Trecho do documento.
──────

Como diretor e roteirista, Affleck constrói personagens multifacetados e ligados ao que ocorre ao seu redor. O pai se esforça para transformar a fuga com a filha no rito de passagem dela. E aproveita cada momento, mesmo na floresta sob chuva, para expor-lhe como enfrentar seus perseguidores. Ela se torna, assim, capaz de identificar os mínimos movimentos deles. Chega ao ponto de se defender sozinha e até o pai, como na sequência que enfrentam os quatro do sobrado, se surpreende.
Pai discute ética e moral com Rag
O mais interessante nestas conversas entre pai e filha é ele a levá-la à reflexão sobre ética e moral na sociedade capitalista. Principalmente ao diferenciar uma e outra para Rag se situar e não cometer os mesmos erros. E ela se mostra capaz de saber onde estão seus limites e as razões dos outros seres humanos. E ele ainda lhe ensina a se defender durante o confronto pela sobrevivência em situação limite, igual à que usa a arma para escapar da eliminação por ser mulher marcada para morrer.
Com estas configurações de Rag enquanto mulher em amadurecimento, Affleck se põe a desmontar os mitos sobre as suas vulnerabilidades. Não só dela, as fragilidades femininas podem advir das construções machistas, dogmas religiosos e imposições das forças conservadoras que exigem delas seguir a moral e a ética das classes dominantes. Em suas orientações, o pai prepara-a para defender a si própria e ela vai evoluindo. O mesmo pode ocorrer com todas as jovens quando preparadas.
Diferente da maioria dos cineastas/roteiristas em seus primeiros filmes, Affleck procura escapar das complicadas estruturações dramático-narrativas. Neste “A Luz no Fim do Mundo” prefere conduzir sua narrativa num contínuo, ao eliminar as sub-tramas e desenvolver o leitmotiv, fato motivador da ação, sem precisar de ações paralelas. Isto termina por levar o espectador a construir em sua mente as motivações dos complexos personagens de sua história através de imagens.

──────

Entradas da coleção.
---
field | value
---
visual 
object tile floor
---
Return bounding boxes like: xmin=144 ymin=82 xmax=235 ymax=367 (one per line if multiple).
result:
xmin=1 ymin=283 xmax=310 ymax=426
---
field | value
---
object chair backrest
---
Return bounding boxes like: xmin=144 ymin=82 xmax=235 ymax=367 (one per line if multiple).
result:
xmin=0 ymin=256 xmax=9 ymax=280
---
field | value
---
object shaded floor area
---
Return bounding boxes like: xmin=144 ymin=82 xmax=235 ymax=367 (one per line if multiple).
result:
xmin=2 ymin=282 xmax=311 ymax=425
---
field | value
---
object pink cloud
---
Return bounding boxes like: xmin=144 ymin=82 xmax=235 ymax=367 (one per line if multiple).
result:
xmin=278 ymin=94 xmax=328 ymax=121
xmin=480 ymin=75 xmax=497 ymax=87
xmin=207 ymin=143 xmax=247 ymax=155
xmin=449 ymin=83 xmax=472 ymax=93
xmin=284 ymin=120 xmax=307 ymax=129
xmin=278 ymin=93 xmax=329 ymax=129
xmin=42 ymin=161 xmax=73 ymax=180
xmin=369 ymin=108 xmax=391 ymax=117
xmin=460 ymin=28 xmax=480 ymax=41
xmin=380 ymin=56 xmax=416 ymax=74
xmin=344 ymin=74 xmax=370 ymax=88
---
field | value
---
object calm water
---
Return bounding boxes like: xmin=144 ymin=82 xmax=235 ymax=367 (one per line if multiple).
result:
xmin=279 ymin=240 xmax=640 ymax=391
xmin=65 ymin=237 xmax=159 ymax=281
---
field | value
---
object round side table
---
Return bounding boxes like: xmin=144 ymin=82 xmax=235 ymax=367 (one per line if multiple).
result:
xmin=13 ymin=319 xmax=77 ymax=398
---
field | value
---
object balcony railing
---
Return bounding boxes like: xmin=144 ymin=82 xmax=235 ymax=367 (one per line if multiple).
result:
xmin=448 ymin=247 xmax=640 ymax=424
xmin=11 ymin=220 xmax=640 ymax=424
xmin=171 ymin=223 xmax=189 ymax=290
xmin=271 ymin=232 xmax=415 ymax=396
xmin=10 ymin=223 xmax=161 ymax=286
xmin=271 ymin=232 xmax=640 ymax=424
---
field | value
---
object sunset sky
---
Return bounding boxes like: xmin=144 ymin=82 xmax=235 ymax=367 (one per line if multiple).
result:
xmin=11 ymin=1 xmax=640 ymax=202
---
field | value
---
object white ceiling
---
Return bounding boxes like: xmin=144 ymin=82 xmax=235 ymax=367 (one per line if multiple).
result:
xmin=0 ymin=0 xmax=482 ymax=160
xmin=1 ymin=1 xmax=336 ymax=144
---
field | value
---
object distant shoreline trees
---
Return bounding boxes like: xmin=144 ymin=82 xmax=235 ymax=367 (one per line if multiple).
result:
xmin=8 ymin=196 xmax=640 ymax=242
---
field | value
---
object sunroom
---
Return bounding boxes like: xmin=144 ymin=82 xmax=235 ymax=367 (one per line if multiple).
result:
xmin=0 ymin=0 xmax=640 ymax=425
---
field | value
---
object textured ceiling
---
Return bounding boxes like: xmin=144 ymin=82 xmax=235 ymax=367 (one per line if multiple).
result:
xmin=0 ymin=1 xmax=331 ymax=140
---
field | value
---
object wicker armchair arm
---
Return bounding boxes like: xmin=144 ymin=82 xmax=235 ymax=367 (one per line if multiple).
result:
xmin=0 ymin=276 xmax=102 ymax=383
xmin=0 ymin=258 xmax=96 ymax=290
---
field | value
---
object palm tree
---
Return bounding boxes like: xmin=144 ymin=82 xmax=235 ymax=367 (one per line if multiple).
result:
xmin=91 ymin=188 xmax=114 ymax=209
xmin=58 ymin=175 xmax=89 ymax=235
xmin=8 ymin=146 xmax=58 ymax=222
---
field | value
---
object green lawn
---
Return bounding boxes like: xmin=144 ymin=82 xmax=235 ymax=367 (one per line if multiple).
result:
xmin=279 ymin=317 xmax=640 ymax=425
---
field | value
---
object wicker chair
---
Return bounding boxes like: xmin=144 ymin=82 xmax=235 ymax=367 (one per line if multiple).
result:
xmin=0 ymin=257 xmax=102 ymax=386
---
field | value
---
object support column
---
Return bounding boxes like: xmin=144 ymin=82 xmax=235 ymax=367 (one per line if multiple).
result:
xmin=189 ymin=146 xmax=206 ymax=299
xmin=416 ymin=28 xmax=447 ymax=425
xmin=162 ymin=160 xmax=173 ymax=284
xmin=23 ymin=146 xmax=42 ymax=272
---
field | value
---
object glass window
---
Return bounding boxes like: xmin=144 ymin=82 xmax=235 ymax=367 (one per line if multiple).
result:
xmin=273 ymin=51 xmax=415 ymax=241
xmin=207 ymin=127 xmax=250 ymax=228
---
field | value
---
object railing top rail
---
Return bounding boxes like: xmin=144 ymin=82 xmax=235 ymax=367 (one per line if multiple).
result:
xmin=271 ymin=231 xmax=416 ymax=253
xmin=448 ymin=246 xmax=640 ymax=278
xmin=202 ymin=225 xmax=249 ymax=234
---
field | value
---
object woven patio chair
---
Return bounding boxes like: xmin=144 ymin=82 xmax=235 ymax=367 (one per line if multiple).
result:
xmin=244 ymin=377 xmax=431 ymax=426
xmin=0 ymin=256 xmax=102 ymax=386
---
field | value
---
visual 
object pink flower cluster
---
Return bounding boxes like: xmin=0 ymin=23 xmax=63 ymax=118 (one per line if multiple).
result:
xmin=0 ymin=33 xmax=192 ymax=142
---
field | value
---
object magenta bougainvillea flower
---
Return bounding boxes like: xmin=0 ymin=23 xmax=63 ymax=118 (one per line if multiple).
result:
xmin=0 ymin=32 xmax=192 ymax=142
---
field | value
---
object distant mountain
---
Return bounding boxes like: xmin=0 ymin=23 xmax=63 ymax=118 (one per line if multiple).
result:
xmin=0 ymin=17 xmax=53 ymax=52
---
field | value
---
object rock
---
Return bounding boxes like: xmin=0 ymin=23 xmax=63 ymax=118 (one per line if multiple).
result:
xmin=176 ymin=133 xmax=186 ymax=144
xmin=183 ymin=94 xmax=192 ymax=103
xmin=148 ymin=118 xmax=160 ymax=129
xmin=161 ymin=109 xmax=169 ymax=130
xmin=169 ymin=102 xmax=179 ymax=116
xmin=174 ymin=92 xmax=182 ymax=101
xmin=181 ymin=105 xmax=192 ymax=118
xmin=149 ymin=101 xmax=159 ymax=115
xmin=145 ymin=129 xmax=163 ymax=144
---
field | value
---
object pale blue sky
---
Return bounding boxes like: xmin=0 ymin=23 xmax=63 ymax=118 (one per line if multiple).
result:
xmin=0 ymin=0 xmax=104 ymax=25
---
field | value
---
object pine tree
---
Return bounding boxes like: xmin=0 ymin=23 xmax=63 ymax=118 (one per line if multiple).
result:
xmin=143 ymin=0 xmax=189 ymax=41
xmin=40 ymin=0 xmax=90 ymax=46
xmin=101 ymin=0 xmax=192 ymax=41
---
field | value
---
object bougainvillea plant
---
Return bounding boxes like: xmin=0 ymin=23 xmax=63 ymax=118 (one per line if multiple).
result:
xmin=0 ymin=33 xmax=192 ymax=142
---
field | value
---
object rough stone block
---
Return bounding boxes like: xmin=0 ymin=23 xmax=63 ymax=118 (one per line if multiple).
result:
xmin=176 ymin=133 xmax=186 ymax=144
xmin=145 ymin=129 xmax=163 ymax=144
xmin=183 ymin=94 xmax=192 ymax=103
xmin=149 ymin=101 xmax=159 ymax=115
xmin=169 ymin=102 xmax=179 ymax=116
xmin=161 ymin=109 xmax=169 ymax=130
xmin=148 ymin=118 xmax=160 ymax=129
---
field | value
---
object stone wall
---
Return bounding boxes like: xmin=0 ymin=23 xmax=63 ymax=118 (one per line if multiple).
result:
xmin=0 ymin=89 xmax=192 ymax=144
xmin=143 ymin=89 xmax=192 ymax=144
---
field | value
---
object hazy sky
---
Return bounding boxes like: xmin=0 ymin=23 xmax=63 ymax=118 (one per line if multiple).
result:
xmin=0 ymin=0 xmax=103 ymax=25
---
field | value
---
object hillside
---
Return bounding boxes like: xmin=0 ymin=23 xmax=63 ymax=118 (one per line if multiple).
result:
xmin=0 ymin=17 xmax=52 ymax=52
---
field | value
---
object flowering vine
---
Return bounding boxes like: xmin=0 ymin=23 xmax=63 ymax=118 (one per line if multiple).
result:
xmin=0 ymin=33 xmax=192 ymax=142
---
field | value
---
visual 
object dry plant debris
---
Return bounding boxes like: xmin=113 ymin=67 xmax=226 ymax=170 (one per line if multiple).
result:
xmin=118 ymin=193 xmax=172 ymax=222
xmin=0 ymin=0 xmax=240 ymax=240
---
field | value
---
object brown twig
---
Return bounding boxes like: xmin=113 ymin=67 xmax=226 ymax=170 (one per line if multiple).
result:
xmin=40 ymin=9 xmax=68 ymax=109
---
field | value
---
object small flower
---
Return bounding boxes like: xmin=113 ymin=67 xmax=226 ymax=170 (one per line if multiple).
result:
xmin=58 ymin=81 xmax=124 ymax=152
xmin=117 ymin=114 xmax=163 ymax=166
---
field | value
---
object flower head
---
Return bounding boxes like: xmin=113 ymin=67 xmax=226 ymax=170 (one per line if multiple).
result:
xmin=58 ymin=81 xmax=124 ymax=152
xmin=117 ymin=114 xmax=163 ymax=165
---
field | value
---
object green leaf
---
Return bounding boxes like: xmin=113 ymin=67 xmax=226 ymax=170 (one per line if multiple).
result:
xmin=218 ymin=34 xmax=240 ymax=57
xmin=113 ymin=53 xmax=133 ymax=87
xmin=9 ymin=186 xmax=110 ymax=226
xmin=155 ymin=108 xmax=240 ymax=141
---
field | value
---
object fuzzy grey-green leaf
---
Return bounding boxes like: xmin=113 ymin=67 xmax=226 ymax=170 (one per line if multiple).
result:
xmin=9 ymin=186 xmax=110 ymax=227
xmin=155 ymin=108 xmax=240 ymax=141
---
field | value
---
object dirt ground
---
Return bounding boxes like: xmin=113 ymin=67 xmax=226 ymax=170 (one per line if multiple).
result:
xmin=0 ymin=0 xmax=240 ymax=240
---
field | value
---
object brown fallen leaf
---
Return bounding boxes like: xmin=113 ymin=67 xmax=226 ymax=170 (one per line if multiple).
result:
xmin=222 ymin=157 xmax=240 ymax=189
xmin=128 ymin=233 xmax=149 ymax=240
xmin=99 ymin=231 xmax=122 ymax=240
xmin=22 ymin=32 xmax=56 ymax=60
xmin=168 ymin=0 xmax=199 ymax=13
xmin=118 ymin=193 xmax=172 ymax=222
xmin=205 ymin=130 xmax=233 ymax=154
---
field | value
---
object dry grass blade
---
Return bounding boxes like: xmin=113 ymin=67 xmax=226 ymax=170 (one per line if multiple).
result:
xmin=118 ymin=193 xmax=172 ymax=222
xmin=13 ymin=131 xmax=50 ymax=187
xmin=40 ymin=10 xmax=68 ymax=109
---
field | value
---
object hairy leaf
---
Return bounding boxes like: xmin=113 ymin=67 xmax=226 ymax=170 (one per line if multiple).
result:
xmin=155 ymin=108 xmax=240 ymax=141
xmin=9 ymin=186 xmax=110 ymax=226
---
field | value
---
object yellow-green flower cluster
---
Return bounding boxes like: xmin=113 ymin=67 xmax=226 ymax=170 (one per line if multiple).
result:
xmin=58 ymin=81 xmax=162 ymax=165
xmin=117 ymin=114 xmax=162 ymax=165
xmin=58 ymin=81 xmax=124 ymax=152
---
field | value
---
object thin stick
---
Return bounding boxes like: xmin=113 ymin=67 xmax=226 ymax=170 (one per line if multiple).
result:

──────

Atividades.
1. Reproduza, sem qualquer alteração, o trecho do texto sobre o filme de Affleck que vai de "Com estas configurações" até "jovens quando preparadas.", incluindo essas palavras.
2. Responda com base no texto sobre o filme de Affleck:
(a) Quantos do sobrado pai e filha enfrentam na sequência citada?
(b) Sobre o que o pai leva Rag a refletir em suas conversas?
(c) O que Affleck elimina para conduzir a narrativa num contínuo?
3. Prossiga com o texto sobre o filme de Affleck a partir do ponto em que ele termina.
Os registros não têm nenhuma função aqui.

Respostas por tarefa.
1.
Com estas configurações de Rag enquanto mulher em amadurecimento, Affleck se põe a desmontar os mitos sobre as suas vulnerabilidades. Não só dela, as fragilidades femininas podem advir das construções machistas, dogmas religiosos e imposições das forças conservadoras que exigem delas seguir a moral e a ética das classes dominantes. Em suas orientações, o pai prepara-a para defender a si própria e ela vai evoluindo. O mesmo pode ocorrer com todas as jovens quando preparadas.

2.
(a) Quatro.
(b) Sobre ética e moral na sociedade capitalista.
(c) As sub-tramas.

3.
Rag é a única a se salvar da pandemia
Ainda assim seu filme tem como tema central a luta do pai para proteger a filha Rag dos ataques dos homens prestes a extinguir a espécie humana. Seu subtema é o significado da Arca de Noé para a sobrevivência do ser humano. Contudo, Rag resiste aos dogmas ao se tornar a única a fazê-lo sobreviver em meio à pandemia. Uma forma de Affleck tratar a mulher não como estereótipo, mas como agente de transformação político-social. E mais: numa sociedade de classes que a estigmatiza.
Mesmo com esta mescla de personagens bíblicos e ficcionais, Affleck não deixa de utilizar as técnicas de filme de ação em “A Luz no Fim do Mundo”. É que se vê nas sequências de estrada quando Rag e o pai estão prestes a serem presos. Enquanto o confronto decorre das perseguições na intrincada floresta sob chuva para se livrarem dos homens que os caçam feito animais. E a violência dita as regras da sobrevivência sem qualquer temor de a morte do inimigo ser preferível à ética.
Desfecho do filme estimula reflexão
O espectador termina por ficar diante da tela a alternar sequências de filmes policiais, aventura, thriller e, porque não, drama. Ainda assim, o desfecho estimula sua reflexão sobre o papel da mulher na sociedade no Terceiro Milênio. Rag, fruto do que ainda se chama democracia burguesa, demonstra aprender rápido sobre como sobreviver sob a constante ameaça de ser marginalizada apenas pelo fato de ser mulher. Não é fácil!
“A Luz no fim do mundo”. (“Light of my life”).EUA. Drama, aventura, policial. 2019. 119 minutos. Ficha técnica: Trilha sonora: Daniel Hart. Montagem: Christopher Tellefsem. Fotografia: Adam Arkapaw. Direção/roteiro: Casey Affleck. Elenco: Casey Affleck, Anna Pniowsky. Elizabeth Moss.